#### [SOURCE DOCUMENT]
-*-*-

Matza itself is the bread of affliction, the bread of fleeing slaves who had no time for their dough to rise. That is why the Seder begins with, "This bread of affliction," immediately followed by the invitation, "All who are hungry, come and eat, all who are needy, come and celebrate Pesach with us." This is Jewish nature, to be compassionate. When they are sitting around the holiday table, they think about the poor, only about the poor. Thus the needy assemble in masses. All the hungry push and shove until there is not even a place for Elijah the prophet - or the abducted soldiers.

In the spring atmosphere of the Song of Songs, when, "The voice of the turtledove is heard in our land," we suddenly hear other verses through the open window, "Oh, Lord our God, please do not make us dependent upon the gifts of mortal men nor upon their loans, that we may never be shamed or disgraced..."

What happened here? Who is putting a damper on the joy? Is this the thanks offered by the needy to the generous? If they are not desirous of gifts and loans, and if they do not want to be embarrassed, let them not do us any favors, let them not beg for another bottle of wine and another bottle of oil before the next holiday. There is nothing more loathsome to the 19 families than an arrogant, ungrateful pauper. We did not deal kindly with you in sanctifying the holiday, just to hear your subversive ceremonies, that taste of bitter herbs, that spread like covert criticism against our colleagues in the government.

Ten days ago it was already clear that Pesach 2008 would be different, sad, after the court permitted the sale of chametz (leaven) during the holiday. People were angered, the heavens roared, and Shas head Eli Yishai declared the end of the Jewish state.

-*-*-

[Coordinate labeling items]
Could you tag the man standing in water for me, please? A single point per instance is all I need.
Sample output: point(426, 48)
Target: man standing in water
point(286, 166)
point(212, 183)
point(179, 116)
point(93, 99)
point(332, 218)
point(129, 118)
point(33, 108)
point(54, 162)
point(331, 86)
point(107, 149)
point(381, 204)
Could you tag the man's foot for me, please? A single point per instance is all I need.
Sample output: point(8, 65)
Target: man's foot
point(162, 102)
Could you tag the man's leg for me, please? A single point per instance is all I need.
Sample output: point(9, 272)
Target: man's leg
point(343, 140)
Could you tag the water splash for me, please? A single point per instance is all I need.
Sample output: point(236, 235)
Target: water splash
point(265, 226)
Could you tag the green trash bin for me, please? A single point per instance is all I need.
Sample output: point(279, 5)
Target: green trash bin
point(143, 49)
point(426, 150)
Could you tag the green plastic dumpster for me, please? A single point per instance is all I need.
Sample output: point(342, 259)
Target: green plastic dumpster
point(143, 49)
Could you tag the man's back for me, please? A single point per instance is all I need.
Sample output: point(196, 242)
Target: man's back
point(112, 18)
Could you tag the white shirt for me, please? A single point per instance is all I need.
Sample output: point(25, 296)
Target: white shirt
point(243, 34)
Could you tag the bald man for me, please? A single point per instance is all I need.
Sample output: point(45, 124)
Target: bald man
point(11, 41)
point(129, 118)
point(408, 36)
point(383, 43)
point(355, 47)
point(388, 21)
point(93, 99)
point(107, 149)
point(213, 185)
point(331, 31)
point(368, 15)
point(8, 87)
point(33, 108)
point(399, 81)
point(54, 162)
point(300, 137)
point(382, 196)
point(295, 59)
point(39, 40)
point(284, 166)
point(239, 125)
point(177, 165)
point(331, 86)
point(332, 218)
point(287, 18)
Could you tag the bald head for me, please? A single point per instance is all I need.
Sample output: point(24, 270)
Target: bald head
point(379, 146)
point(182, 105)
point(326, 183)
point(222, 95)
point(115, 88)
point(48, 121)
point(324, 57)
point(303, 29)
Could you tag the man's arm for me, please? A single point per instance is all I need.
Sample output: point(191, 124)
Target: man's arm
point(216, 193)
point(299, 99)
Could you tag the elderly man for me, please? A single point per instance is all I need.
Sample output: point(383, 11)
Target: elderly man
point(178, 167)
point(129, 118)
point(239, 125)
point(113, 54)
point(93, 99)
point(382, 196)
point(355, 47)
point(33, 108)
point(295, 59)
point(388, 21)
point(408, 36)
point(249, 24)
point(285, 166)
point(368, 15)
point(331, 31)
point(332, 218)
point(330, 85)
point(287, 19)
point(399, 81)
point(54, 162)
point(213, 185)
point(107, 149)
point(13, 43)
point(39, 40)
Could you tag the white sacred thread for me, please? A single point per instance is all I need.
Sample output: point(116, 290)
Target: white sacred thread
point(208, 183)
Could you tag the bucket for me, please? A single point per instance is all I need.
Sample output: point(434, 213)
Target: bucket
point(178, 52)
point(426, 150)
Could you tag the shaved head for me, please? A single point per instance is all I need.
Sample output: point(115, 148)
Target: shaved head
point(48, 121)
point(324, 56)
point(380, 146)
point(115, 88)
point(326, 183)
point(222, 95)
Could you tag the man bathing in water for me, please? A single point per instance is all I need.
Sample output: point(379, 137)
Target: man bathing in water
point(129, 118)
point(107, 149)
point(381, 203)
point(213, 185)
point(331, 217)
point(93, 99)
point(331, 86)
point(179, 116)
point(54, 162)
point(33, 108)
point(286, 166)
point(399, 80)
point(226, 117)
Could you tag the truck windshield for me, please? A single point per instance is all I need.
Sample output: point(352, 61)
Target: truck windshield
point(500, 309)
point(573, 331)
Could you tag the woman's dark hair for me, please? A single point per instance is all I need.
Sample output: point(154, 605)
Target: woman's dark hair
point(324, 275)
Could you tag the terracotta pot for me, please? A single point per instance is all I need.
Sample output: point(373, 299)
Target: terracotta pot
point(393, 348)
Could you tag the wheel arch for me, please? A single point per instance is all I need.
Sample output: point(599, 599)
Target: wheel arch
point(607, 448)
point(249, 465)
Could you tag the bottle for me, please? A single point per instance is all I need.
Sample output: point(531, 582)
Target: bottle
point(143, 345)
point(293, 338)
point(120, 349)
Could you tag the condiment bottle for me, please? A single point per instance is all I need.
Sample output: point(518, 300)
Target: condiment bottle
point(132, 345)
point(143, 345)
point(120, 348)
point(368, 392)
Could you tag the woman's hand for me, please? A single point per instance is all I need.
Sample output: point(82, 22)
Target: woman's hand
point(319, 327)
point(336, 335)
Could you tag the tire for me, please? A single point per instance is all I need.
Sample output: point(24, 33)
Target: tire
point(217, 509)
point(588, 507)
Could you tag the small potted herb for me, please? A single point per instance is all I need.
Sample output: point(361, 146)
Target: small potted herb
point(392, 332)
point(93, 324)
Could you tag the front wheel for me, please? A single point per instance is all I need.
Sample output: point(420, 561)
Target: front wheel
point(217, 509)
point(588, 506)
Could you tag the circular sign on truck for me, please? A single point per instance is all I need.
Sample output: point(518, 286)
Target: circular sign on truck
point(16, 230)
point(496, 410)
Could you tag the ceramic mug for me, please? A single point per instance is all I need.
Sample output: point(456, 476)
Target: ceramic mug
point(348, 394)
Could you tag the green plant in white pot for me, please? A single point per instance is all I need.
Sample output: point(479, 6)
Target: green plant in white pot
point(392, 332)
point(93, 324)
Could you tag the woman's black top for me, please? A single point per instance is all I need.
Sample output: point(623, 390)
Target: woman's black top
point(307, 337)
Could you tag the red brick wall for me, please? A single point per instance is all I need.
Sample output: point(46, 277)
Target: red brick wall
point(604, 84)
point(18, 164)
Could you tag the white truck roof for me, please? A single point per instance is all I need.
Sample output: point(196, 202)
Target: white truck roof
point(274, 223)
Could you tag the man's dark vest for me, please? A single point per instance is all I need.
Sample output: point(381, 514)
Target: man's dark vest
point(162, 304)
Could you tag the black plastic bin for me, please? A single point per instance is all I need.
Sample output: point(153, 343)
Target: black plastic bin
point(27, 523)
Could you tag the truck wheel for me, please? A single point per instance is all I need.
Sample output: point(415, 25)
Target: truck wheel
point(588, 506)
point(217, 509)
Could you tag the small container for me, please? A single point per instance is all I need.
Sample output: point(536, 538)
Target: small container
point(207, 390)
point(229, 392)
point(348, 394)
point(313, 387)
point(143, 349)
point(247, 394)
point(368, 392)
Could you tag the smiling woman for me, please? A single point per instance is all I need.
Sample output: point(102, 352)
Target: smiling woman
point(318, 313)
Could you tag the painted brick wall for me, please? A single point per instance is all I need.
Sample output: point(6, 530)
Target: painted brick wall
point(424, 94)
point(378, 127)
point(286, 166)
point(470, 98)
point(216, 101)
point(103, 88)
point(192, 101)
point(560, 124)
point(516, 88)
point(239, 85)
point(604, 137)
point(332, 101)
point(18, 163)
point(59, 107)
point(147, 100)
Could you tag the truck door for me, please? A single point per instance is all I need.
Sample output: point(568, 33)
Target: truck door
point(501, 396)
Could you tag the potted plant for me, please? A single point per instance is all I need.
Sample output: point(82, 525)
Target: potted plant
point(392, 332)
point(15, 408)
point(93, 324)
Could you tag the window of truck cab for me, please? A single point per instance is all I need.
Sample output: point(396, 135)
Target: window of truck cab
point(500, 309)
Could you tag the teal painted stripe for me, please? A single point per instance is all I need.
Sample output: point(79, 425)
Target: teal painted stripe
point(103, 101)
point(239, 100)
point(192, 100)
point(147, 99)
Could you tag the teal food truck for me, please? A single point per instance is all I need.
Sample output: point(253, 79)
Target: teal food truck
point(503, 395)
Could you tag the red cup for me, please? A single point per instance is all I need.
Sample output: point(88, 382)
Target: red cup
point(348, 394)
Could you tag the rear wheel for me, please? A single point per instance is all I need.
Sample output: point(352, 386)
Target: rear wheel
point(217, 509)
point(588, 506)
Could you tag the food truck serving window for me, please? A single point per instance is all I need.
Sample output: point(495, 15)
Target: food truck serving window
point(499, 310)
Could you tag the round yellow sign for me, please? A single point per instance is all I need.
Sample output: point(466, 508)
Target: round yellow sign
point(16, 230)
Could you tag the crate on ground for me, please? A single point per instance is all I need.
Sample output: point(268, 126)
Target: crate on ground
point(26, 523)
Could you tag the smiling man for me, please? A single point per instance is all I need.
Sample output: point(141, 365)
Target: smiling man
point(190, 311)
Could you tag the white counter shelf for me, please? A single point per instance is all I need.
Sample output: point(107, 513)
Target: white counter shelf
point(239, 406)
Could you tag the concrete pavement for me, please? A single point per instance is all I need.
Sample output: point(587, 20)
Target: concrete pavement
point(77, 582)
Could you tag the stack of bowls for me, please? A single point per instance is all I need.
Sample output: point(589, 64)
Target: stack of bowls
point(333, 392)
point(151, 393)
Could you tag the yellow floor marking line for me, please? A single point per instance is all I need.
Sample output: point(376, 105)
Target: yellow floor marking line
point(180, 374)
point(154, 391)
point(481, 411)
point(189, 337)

-*-*-

#### [ACTIONS TO TAKE]
**1)** Summarize the Passover commentary in three sentences.
**2)** Write the next part of the Passover commentary, picking up after its final sentence.

#### [ANSWERS FOR THE EXERCISE]
**1)** Matza is described as the bread of affliction, and the Seder opens by naming it so and then inviting all who are hungry and needy to come and eat. Amid the spring mood, a prayer is heard asking God not to make the people dependent on the gifts or loans of mortal men, and the text asks who is putting a damper on the joy, declaring that nothing is more loathsome to the 19 families than an arrogant, ungrateful pauper. Ten days earlier, a court had permitted the sale of chametz during the holiday, which angered people and led Shas head Eli Yishai to declare the end of the Jewish state.

**2)**
As someone who has gotten by all these years without eating bread on Pesach, I see other possibilities for the end: When the education minister perpetuates ignorance, it is not Jewish and it is the end. When a political movement does not vomit up the forbidden foods eaten by some of its leaders, it is not Jewish and it is the end. When that political movement's publication completely ignores news reports of observant Jews who abuse children and infants, it is not Jewish and it is the end. And what is it when they prevent organ donations to the desperately ill? When Jewish schoolchildren are rejected just because their skin is black in a white area, and the shouters are silent, that is not at all Jewish and it too is an end. Was it not God who commanded Moses and Aharon, when the Jewish people left Egypt: "And if a stranger dwells among you and will keep Pesach ... he shall become a citizen of the land"?

Before taking a lighted candle and feather and a paper bag to collect the last crumbs of leaven, it would be better to take a big broom and a dumpster and shine a great light on the whole loaf of bread that is moldering.

It is not enough to spring clean our homes, we must also spring clean the government.